▶ THE TASK
Give back exactly the line that contains "Expected behaviour: for every instance of the crib slat, place" and all the lines after it in the records below, to the very last, with no other output.

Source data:
-- Opening Marker --

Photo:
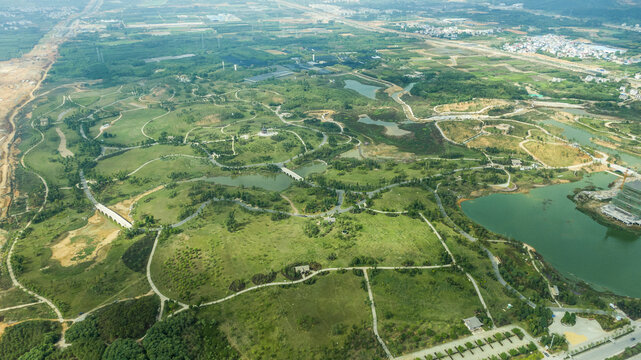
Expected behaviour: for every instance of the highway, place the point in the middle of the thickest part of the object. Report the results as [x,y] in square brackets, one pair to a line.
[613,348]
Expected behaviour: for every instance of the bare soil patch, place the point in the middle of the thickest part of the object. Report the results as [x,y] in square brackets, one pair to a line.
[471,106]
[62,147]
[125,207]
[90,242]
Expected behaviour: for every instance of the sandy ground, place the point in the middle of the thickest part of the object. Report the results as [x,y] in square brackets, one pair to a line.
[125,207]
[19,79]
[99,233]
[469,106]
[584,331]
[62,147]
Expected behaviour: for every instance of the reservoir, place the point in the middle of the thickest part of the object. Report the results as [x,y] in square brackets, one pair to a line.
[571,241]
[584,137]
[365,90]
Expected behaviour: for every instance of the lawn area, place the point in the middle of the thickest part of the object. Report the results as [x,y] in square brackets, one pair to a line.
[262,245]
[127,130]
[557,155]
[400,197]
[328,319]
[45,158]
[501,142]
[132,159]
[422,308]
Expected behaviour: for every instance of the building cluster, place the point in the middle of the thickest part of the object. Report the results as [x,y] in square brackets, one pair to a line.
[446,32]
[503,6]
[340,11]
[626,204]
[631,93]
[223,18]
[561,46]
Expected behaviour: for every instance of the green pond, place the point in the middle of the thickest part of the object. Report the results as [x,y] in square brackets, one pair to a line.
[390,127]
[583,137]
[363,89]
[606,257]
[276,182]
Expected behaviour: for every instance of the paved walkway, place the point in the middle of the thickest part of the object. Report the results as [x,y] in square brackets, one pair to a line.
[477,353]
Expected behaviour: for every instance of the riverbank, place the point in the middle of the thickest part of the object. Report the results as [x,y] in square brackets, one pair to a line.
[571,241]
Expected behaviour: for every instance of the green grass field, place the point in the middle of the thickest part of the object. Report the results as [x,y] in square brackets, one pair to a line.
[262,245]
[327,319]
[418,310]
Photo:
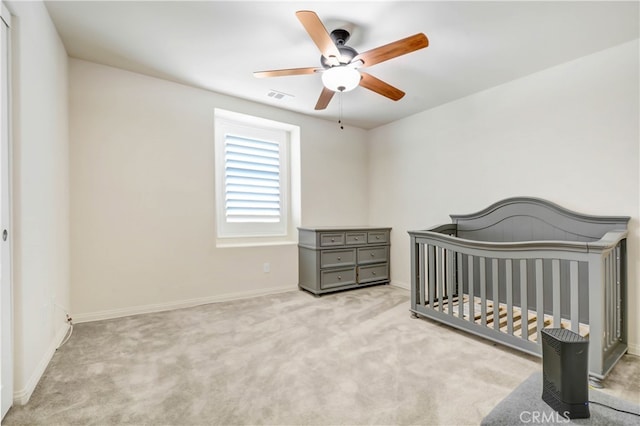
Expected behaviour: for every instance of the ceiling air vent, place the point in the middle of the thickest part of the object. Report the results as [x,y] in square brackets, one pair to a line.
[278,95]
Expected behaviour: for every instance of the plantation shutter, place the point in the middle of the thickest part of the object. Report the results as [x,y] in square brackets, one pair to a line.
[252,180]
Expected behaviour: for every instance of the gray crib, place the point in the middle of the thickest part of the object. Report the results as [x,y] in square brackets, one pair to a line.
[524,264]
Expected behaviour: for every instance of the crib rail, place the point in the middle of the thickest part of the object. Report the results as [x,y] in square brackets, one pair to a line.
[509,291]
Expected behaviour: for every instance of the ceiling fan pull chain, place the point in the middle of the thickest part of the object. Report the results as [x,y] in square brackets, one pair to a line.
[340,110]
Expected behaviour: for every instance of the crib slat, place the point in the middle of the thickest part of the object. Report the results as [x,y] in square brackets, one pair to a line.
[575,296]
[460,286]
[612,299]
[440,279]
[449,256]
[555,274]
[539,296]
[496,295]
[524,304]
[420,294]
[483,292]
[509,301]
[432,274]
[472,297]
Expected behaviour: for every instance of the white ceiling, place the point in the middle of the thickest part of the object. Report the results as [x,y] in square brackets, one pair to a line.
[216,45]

-- Closing Marker --

▶ TASK SOLUTION
Expected behaviour: for every instance of the crib slat, place the point in the middle of the thickest part of the object. Report the results as [x,y] in square brackets, one pair to a line.
[575,296]
[460,286]
[612,299]
[440,279]
[449,256]
[555,274]
[539,296]
[496,295]
[524,304]
[420,294]
[483,292]
[509,301]
[432,274]
[472,297]
Expected behaviour: for every instance of the white ceiling, place the point in the middle of the thickest part of the object. Report the results as [x,y] in square brackets, one pair to a line.
[216,45]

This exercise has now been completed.